Job - Count the lines in the items below that contain the string "negative". Reply with the number only.

Dataset records -

=====

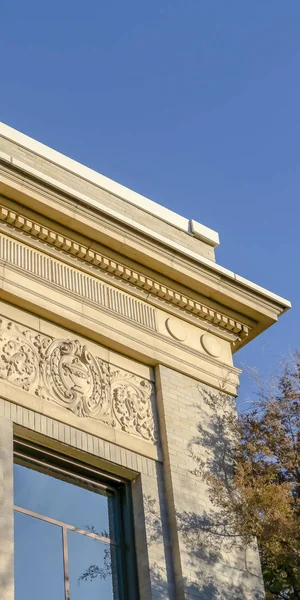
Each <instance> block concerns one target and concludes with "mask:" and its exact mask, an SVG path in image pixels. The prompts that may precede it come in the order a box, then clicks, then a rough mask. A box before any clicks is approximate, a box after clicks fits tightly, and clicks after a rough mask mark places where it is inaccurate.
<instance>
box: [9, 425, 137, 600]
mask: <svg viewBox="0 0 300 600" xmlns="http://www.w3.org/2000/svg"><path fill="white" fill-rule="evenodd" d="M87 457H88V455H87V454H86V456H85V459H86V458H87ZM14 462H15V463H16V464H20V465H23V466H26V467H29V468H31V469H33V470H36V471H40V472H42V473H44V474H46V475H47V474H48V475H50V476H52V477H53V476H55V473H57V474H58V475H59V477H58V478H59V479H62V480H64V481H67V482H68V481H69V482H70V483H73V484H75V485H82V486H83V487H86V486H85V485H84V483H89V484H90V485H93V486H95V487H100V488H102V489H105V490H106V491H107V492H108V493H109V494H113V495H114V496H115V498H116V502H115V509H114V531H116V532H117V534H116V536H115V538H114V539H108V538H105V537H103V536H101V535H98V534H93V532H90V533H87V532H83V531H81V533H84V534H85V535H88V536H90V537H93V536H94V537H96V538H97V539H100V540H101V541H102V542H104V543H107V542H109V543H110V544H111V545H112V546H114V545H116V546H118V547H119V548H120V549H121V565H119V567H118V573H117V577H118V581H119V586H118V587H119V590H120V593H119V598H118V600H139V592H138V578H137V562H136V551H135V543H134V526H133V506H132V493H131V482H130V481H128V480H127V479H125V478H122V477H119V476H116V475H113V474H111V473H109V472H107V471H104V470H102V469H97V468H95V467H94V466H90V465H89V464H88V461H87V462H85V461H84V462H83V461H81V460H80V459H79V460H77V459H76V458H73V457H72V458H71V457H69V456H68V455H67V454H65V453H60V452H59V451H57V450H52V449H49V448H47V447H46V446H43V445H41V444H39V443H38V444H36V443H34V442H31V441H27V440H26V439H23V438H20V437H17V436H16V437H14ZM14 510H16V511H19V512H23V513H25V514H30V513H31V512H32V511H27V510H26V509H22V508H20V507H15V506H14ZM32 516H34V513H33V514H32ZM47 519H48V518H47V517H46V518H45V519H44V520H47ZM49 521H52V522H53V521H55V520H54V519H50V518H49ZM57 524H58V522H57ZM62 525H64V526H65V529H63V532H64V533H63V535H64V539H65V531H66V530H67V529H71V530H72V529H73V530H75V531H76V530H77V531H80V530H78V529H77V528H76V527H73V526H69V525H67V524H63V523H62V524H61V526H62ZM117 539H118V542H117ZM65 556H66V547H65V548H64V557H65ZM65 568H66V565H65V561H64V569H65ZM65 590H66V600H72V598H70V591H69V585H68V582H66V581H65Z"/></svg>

=====

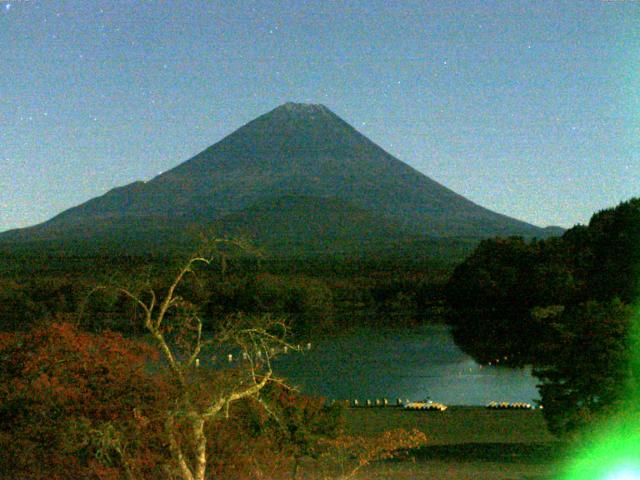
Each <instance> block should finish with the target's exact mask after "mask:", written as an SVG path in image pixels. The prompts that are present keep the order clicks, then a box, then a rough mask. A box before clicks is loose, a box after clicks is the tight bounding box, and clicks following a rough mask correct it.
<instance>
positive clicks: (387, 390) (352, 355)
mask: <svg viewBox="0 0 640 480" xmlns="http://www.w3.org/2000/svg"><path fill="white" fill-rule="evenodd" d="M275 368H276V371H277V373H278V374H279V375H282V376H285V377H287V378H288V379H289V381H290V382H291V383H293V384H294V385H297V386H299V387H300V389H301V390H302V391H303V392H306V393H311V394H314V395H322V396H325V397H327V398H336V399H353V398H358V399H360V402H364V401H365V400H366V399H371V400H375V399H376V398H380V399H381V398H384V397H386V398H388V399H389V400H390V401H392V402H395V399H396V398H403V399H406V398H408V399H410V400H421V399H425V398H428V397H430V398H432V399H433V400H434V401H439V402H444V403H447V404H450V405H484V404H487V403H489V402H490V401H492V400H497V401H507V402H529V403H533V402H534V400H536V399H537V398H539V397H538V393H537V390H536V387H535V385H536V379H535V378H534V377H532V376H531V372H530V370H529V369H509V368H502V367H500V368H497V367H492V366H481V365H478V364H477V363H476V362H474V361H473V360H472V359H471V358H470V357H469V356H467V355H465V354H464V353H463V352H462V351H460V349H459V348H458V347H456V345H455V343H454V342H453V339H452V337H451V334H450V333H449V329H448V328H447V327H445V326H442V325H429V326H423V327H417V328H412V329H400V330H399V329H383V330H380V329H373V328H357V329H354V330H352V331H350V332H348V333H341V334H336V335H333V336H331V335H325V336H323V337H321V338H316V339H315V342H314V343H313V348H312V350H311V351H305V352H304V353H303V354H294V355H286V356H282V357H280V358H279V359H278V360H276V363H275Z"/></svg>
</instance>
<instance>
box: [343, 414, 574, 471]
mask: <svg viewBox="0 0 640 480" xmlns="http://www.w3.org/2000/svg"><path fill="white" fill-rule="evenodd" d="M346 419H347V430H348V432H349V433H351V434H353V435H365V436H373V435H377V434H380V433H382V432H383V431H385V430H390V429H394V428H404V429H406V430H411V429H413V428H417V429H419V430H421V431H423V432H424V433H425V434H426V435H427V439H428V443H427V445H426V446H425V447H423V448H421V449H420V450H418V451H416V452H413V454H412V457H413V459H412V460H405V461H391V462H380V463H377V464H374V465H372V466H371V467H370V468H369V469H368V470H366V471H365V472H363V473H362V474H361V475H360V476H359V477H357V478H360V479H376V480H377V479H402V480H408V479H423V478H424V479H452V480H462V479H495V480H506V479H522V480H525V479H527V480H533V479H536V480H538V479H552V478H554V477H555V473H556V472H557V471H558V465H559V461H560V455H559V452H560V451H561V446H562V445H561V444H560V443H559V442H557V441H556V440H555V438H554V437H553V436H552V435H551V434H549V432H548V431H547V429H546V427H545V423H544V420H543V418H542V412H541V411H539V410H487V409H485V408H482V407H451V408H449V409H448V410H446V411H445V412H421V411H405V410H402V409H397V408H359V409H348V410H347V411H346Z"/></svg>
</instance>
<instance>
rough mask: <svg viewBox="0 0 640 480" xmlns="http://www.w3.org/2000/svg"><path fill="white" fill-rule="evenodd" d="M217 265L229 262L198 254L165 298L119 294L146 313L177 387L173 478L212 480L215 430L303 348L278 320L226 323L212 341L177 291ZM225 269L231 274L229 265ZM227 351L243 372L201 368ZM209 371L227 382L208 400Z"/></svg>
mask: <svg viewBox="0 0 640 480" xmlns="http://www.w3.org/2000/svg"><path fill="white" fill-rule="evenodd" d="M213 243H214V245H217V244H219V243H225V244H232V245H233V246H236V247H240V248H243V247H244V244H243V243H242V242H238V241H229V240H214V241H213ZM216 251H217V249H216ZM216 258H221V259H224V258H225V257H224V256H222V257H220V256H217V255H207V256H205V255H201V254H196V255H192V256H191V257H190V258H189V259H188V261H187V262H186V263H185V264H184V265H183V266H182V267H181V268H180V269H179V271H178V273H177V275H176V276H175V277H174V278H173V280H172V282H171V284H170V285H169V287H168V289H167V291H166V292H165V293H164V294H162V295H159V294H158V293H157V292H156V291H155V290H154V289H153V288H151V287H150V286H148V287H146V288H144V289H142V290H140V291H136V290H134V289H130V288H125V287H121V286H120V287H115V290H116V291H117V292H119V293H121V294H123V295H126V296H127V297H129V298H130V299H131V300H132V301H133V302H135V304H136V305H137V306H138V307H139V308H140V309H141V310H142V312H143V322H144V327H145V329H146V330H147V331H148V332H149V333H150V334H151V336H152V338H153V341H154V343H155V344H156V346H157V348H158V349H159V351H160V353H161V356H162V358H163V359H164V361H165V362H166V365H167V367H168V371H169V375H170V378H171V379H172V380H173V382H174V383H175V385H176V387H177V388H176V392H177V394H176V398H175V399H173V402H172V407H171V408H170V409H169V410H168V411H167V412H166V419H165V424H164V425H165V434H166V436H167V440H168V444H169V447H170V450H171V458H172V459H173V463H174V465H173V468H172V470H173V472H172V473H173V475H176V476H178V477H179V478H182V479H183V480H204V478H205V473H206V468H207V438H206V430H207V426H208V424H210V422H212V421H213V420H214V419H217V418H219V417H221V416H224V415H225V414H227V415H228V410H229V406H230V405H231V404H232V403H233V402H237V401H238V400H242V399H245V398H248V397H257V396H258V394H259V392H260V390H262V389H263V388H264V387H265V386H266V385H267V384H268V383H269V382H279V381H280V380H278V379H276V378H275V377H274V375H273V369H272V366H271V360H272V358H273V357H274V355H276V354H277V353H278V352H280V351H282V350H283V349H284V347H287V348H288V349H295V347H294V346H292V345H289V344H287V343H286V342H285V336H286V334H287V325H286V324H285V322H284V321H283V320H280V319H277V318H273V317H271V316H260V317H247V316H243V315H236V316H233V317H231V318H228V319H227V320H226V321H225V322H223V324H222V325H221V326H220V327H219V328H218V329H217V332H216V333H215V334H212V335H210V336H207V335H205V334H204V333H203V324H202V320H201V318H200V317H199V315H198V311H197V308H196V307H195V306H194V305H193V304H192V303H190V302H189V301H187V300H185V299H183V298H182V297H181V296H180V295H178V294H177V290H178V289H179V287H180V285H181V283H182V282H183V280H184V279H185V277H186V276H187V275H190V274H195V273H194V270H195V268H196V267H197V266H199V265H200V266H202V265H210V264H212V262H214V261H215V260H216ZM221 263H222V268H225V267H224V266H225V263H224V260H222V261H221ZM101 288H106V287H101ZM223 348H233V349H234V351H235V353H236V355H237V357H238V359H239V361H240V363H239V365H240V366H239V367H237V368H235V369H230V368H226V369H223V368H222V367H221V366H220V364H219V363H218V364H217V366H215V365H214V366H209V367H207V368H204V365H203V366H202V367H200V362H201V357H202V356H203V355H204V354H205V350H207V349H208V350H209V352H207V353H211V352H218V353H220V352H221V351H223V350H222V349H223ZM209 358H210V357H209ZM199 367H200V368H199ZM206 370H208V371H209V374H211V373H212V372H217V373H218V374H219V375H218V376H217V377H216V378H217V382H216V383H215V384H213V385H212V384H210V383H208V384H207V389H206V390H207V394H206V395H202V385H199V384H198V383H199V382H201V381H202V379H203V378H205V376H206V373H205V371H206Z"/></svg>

=====

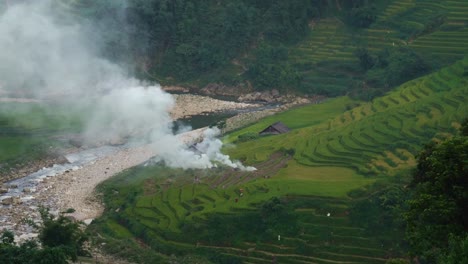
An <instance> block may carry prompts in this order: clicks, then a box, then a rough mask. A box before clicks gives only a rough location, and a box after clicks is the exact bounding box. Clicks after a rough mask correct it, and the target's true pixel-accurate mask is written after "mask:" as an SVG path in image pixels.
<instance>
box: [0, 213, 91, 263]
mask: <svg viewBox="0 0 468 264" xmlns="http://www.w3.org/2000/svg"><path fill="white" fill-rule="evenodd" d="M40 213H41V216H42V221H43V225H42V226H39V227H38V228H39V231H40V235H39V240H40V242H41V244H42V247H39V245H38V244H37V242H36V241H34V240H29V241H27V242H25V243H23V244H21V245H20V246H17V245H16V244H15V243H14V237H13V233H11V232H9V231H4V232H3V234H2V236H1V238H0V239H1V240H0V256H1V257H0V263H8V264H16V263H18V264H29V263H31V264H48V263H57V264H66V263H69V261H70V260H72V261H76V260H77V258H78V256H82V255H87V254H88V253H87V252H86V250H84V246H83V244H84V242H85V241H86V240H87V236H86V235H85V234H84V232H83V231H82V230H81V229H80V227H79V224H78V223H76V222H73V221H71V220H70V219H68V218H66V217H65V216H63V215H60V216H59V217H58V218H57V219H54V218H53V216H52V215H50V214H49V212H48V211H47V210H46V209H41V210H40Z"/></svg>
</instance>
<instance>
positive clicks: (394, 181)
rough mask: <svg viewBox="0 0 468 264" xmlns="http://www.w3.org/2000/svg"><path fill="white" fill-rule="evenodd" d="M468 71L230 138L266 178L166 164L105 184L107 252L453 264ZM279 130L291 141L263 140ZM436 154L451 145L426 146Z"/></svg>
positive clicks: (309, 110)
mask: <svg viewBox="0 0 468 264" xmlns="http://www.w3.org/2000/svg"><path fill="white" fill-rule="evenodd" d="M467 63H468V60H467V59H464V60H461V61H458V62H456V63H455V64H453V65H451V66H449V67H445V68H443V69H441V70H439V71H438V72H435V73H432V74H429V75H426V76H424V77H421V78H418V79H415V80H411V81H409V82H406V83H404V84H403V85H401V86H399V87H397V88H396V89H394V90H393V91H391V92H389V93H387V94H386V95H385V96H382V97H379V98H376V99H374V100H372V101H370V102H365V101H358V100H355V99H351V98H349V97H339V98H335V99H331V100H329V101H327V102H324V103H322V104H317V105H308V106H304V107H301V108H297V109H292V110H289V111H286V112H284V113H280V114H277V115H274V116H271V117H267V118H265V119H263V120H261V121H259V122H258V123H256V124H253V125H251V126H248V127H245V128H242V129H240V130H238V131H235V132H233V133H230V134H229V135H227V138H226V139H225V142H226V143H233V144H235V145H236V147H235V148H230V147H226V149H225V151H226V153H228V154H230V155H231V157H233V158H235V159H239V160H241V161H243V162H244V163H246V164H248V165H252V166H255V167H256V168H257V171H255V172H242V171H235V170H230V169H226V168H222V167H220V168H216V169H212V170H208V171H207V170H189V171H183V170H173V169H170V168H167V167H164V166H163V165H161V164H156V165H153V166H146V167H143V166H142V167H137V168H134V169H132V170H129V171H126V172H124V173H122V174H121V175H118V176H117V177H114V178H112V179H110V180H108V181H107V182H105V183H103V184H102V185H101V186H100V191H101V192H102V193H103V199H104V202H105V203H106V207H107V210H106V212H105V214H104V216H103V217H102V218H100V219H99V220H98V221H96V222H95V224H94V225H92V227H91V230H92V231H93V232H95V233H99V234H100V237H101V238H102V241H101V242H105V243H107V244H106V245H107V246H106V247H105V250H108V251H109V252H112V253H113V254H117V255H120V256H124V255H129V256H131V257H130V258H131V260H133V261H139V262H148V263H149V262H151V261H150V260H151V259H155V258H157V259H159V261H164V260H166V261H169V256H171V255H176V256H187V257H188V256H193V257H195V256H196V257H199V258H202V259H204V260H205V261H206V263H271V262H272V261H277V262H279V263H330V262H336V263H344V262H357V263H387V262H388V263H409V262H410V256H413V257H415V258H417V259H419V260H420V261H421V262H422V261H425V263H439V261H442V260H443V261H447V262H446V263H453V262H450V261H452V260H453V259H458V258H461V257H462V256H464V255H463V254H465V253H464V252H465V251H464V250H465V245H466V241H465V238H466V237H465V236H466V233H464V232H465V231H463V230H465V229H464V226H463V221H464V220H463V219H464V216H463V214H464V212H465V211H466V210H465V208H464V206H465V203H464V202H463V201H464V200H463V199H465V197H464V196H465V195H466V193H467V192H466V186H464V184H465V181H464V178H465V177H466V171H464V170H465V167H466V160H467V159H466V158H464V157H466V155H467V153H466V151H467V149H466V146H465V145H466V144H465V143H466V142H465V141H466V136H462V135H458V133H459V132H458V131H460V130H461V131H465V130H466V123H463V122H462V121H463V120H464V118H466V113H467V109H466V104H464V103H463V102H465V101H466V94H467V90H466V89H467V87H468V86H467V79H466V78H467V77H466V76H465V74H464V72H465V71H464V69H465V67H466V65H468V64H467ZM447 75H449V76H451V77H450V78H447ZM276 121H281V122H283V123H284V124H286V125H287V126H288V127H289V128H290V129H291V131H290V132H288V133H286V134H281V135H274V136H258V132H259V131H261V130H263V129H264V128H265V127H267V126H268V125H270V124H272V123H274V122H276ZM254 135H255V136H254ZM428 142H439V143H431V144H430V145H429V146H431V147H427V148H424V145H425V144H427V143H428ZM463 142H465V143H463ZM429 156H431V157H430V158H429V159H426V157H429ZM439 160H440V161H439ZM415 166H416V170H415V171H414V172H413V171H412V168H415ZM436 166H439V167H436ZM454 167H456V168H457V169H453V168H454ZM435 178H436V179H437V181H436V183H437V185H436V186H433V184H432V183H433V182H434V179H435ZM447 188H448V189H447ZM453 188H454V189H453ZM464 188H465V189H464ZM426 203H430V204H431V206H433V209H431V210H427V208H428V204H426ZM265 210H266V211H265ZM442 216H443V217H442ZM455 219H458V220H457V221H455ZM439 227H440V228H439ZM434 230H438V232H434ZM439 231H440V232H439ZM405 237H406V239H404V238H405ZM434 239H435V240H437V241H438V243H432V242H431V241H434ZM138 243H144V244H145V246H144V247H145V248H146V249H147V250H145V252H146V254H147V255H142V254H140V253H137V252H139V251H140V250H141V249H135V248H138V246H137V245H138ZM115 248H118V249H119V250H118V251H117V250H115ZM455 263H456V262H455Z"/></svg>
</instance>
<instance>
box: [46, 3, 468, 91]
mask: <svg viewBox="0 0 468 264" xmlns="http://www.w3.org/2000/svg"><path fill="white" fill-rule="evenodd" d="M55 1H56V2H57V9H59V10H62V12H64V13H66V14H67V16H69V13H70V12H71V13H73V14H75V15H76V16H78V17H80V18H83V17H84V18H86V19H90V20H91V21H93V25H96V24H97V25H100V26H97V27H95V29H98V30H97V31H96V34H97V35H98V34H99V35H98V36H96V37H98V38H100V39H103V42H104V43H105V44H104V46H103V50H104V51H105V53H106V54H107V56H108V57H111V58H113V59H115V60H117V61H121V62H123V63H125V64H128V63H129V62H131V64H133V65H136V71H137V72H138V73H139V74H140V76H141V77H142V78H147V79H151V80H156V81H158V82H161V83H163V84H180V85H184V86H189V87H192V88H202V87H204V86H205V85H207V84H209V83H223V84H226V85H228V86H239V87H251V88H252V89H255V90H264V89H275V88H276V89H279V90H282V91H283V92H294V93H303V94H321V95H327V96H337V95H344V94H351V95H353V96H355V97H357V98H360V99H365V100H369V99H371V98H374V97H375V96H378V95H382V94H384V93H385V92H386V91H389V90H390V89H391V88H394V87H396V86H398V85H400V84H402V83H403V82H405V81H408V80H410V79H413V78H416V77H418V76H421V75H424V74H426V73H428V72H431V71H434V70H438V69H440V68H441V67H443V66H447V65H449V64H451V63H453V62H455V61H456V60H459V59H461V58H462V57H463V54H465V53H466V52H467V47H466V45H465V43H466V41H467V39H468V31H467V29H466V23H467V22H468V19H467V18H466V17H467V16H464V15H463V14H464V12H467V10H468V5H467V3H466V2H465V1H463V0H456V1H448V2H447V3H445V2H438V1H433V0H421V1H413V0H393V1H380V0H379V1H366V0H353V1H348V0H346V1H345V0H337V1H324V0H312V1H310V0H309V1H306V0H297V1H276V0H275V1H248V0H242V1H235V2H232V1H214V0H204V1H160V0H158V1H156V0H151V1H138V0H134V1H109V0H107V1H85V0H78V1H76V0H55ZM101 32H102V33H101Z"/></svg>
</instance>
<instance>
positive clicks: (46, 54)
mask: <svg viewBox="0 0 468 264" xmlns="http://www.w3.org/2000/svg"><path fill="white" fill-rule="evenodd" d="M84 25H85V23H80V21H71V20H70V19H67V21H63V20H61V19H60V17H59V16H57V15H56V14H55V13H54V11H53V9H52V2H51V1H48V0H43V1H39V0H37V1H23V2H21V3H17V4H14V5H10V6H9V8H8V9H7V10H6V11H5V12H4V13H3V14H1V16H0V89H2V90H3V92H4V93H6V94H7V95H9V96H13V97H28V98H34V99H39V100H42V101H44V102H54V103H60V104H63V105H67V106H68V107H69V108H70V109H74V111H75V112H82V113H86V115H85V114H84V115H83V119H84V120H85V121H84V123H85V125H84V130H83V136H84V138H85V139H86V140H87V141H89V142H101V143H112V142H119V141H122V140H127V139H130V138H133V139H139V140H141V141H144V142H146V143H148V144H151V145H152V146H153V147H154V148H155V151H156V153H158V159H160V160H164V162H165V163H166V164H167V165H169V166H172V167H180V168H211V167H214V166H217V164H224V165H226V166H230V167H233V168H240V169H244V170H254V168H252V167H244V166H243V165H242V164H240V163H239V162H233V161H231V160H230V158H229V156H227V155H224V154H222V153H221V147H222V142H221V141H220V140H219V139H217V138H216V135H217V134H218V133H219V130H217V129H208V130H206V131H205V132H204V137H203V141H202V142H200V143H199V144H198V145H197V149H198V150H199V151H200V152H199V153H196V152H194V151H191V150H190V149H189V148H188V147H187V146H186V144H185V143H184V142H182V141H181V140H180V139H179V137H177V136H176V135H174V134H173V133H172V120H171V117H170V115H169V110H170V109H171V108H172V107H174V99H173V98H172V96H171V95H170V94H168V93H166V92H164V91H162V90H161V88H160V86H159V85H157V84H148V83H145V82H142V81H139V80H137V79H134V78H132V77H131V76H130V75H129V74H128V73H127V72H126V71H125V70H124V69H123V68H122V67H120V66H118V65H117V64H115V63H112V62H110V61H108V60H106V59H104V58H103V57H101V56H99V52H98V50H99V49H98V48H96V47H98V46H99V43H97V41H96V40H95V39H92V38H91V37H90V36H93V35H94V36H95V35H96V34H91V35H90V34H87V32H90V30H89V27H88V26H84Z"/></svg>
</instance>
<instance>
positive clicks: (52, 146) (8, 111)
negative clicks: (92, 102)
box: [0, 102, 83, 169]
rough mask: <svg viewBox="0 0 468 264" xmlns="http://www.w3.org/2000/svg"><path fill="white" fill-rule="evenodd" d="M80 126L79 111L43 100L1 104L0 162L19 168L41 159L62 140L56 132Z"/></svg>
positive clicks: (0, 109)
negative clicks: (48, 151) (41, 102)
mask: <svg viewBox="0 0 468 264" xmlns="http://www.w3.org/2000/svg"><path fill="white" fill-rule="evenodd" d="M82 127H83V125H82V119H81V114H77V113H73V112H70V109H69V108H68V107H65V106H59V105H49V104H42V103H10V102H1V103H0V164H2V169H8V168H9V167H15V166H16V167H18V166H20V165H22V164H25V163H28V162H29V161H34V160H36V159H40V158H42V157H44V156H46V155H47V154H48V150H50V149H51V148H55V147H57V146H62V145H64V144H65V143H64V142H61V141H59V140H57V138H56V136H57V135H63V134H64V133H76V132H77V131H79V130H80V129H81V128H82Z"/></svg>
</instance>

=====

Completed task - 2